Exercise brief ->
Copy out the records that follow, leaving every character as it is.

Records ->
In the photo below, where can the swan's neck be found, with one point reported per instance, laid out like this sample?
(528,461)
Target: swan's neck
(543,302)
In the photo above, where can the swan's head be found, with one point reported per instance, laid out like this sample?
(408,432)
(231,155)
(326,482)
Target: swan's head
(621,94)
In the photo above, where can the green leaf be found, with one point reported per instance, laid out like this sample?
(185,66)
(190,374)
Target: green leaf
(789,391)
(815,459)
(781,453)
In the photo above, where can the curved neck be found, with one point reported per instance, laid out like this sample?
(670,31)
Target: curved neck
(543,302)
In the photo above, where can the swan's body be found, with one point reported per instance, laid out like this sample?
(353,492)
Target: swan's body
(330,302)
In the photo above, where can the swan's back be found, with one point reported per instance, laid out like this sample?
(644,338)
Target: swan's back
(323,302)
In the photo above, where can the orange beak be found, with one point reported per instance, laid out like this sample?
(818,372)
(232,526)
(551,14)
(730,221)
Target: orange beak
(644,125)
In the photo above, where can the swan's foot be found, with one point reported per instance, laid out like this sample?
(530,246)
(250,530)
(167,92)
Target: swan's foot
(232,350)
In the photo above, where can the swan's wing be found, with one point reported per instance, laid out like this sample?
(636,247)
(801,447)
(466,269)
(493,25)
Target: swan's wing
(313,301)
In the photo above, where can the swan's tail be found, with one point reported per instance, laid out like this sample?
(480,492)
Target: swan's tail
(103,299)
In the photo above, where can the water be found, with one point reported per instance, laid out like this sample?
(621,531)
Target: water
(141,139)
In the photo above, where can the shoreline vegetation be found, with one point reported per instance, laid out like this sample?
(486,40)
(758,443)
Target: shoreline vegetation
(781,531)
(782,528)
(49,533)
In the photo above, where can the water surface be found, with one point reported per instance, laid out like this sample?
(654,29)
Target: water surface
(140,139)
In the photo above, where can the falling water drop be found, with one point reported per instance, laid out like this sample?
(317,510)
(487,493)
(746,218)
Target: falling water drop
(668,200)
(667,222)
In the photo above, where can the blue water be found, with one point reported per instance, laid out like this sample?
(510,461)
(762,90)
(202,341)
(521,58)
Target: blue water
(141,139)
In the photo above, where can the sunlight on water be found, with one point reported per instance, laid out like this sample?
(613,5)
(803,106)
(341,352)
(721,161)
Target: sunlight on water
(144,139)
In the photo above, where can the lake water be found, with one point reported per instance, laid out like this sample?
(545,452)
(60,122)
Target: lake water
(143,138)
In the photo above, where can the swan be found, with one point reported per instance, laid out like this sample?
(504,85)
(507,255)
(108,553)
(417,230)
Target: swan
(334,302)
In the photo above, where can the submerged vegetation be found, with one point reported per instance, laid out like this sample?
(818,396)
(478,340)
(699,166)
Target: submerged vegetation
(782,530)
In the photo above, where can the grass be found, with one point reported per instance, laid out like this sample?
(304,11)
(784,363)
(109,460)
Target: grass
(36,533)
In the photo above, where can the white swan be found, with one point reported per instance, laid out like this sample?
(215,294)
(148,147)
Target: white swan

Response to the exercise ->
In the photo below, where can the swan's neck be found, with one point reported per instance, laid out like this sample?
(528,461)
Target: swan's neck
(543,302)
In the photo above, where can the swan's head be found, with one point reported per instance, laid out like this sample?
(408,432)
(231,155)
(326,482)
Target: swan's head
(621,94)
In the photo above, where can the green leaf be found, with one point reported per instance, laid out like this sample?
(185,66)
(190,374)
Target: green leaf
(789,391)
(815,459)
(781,453)
In the photo above, where can the curved neck be found, with one point reported per instance, laid out like this sample?
(670,31)
Target: curved neck
(543,302)
In the photo above, where can the swan's body be found, with one point reported per instance, laid out like this sample?
(353,492)
Target: swan's body
(330,302)
In the photo above, where can the swan's back be found, with one point reported per instance, laid out like this sample?
(644,338)
Target: swan's back
(323,302)
In the photo above, where can the orange beak be found, with one point reported per instance, laid out like this sample?
(818,372)
(232,526)
(551,14)
(730,221)
Target: orange beak
(644,125)
In the photo above, where can the swan's foot be found, with one point reported per instance, laid out like this sample?
(530,246)
(250,530)
(167,92)
Target: swan's foot
(232,350)
In the photo above, where can the swan's wing be found, with one point reported per instance, laid out like this sample?
(636,247)
(801,447)
(466,269)
(493,25)
Target: swan's wing
(313,301)
In the photo above, where can the swan's tail be found, with one point reported per instance, laid out like this sample?
(480,492)
Target: swan's tail
(103,299)
In the photo above, where can the water be found, with one point reported per instance, laid out like this sample?
(621,531)
Target: water
(141,139)
In the photo above, where can the shoreline vegetation be found, with one point reported per instance, laid out like this sample?
(486,40)
(758,443)
Target: shoreline vegetation
(781,531)
(782,528)
(49,533)
In the photo above, where can the water surface be found, with one point reported per instance, laid out like this sample?
(654,29)
Target: water surface
(140,139)
In the photo above, where can the falling water drop be found, with one point reported per instance, laid out like this sample?
(317,510)
(487,493)
(746,218)
Target: falling water drop
(668,200)
(667,222)
In the photo above, where can the blue water be found, with one point reported per instance, laid out like this sample?
(510,461)
(762,90)
(202,341)
(521,58)
Target: blue water
(141,139)
In the photo above, where can the sunlight on water be found, with one point reported per instance, laid out like this sample?
(613,5)
(803,106)
(341,352)
(721,161)
Target: sunlight on water
(144,139)
In the photo above, where can the lake water be found, with one point reported per instance, laid out like this sample?
(545,452)
(60,122)
Target: lake water
(143,138)
In the photo above, where can the swan be found, with one point reported per instance, laid out like this sample?
(504,85)
(507,255)
(108,553)
(417,230)
Target: swan
(334,302)
In the photo above, where can the submerged vegetation be found, with one point reported per instance, laid out like this sample?
(818,396)
(478,340)
(699,166)
Target: submerged vegetation
(782,530)
In the photo above, where can the grass be found, with one point reported per instance, laid out like this sample?
(304,11)
(784,363)
(109,460)
Target: grass
(36,533)
In the photo above, where can the white swan be found, with one point reported per instance, laid out like this sample?
(215,294)
(148,147)
Target: white swan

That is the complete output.